Brincar para quê? Uma abordagem etológica ao estudo da brincadeira

Apresentação

Este dossiê teve origem em um simpósio apresentado na XXXI Reunião Anual da Sociedade Brasileira de Psicologia em 2001. Nesse simpósio, foram apresentados e discutidos os três primeiros trabalhos e, ao dossiê, foi acrescentado o trabalho de Vieira e Sartorio. A motivação para discutir esse tema partiu do interesse comum das organizadoras sobre o fenômeno do brincar sob uma perspectiva etológica ou evolutiva.

A identificação deste comportamento é, em geral, fácil pela sua visibilidade e altos níveis de atividade, assim como por algumas características comuns à sua ocorrência em praticamente todas as espécies investigadas. Apesar de bastante estudado (ver Fagen, 1981 e Bekoff & Byers, 1998, para revisões), sua função é polêmica, com alguns autores propondo benefícios unicamente evolutivos, de longo prazo, enquanto outros acreditam que a brincadeira se mantém pelos benefícios imediatos que proporciona aos indivíduos. Spinka, Newberry e Bekoff (2001) apresentam uma proposta inovadora, que agrupa em uma única e ampla função aquilo que foi proposto anteriormente. Estes autores propõem que a brincadeira tem, em primeiro lugar, uma função adaptativa evidenciada pela ubiqüidade em todas as ordens mamíferas e pelos padrões comuns presentes em todas as espécies estudadas. Isto sugere uma unidade filogenética e funcional condizente com a evolução em resposta a pressões seletivas semelhantes. Em segundo lugar, propõem como função única da brincadeira o treino para o inesperado, do ponto de vista motor e emocional, permitindo ao animal ensaiar seqüências comportamentais semelhantes àquelas que serão utilizadas em situações biologicamente importantes, como fugir de predadores, agir como um predador ou em interações sociais diversas.

A proposta de Spinka et al. (2001) encontra ressonância nos trabalhos que compõem este dossiê e que fornecem evidências, a despeito da diversidade das espécies estudadas, de semelhanças na exibição deste comportamento. Este dossiê é abordado do ponto de vista comparativo, pedra de toque do estudo do comportamento. O que se mostra aqui é, como em espécies tão diferentes, há pontos de aproximação quanto à maneira como os indivíduos imaturos se comportam. Isto significa que há a possibilidade de interpretar o comportamento das mais diferentes espécies, a humana incluída, através de conceitos que levam em consideração as pressões evolutivas que a espécie enfrentou.

O trabalho de Spinelli, Nascimento e Yamamoto descreve a brincadeira em botos cinza em seu ambiente natural, uma espécie diferente do homem em vários aspectos, não o menor deles o seu hábitat. As brincadeiras descritas são categorizadas como locomotora e social, as mesmas categorias descritas para mamíferos terrestres. A participação preferencial de imaturos, a repetição de padrões comportamentais, e ausência aparente de função mostram, igualmente, a afinidade com o comportamento de outros mamíferos. Neste trabalho é discutida principalmente a função da brincadeira na aprendizagem do comportamento de predação, fundamental para uma espécie carnívora.

**Instruções**.
a) Responda às perguntas abaixo com base no texto sobre o brincar.
(i) Em que evento e em que ano foi apresentado o simpósio que deu origem ao dossiê?
(ii) Segundo Spinka, Newberry e Bekoff (2001), qual seria a função única da brincadeira?
(iii) Em quais categorias o trabalho de Spinelli, Nascimento e Yamamoto classifica as brincadeiras dos botos cinza?
b) Escreva a continuação do texto sobre o brincar a partir do ponto em que ele termina.

**Dados fornecidos**.
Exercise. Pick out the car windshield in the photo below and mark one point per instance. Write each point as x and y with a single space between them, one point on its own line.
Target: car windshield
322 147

**Respostas**.
a)
(i) Na XXXI Reunião Anual da Sociedade Brasileira de Psicologia, em 2001.
(ii) O treino para o inesperado, do ponto de vista motor e emocional.
(iii) Locomotora e social.

b)
O segundo trabalho, de Resende e Ottoni, trata da brincadeira com objetos em uma espécie próxima do homem, o macaco-prego. Também aqui se discute a possível função da brincadeira para a aprendizagem de um comportamento importante na vida adulta destes animais, a utilização de instrumentos. A tolerância que adultos mostram em relação a imaturos, a semelhança entre os comportamentos exibidos na brincadeira e aqueles que são funcionais na aquisição do alimento, evidenciam novamente características presentes em outras espécies, incluindo a do trabalho anterior com golfinhos.

Utilizando a mesma abordagem, Carvalho e Pedrosa discutem a brincadeira em crianças muito jovens. Este trabalho aborda a especificidade biológica do homem como uma espécie cultural, e discute de que forma isso se reflete na brincadeira das crianças. Os episódios de brincadeira descritos ilustram três aspectos básicos da vida sócio-cultural: a recuperação da cultura do ambiente social imediato, a criação de rituais lúdicos novos que podem tornar-se parte da microcultura do grupo e a assimilação de aspectos dessa microcultura. A ocorrência desses processos entre crianças pequenas, sem interferência de adultos, é discutida como evidência da pré-adaptação humana à vida sócio-cultural. Seriam essas manifestações culturais qualitativamente diversas das evidenciadas em outros primatas, por exemplo no trabalho de Resende e Ottoni?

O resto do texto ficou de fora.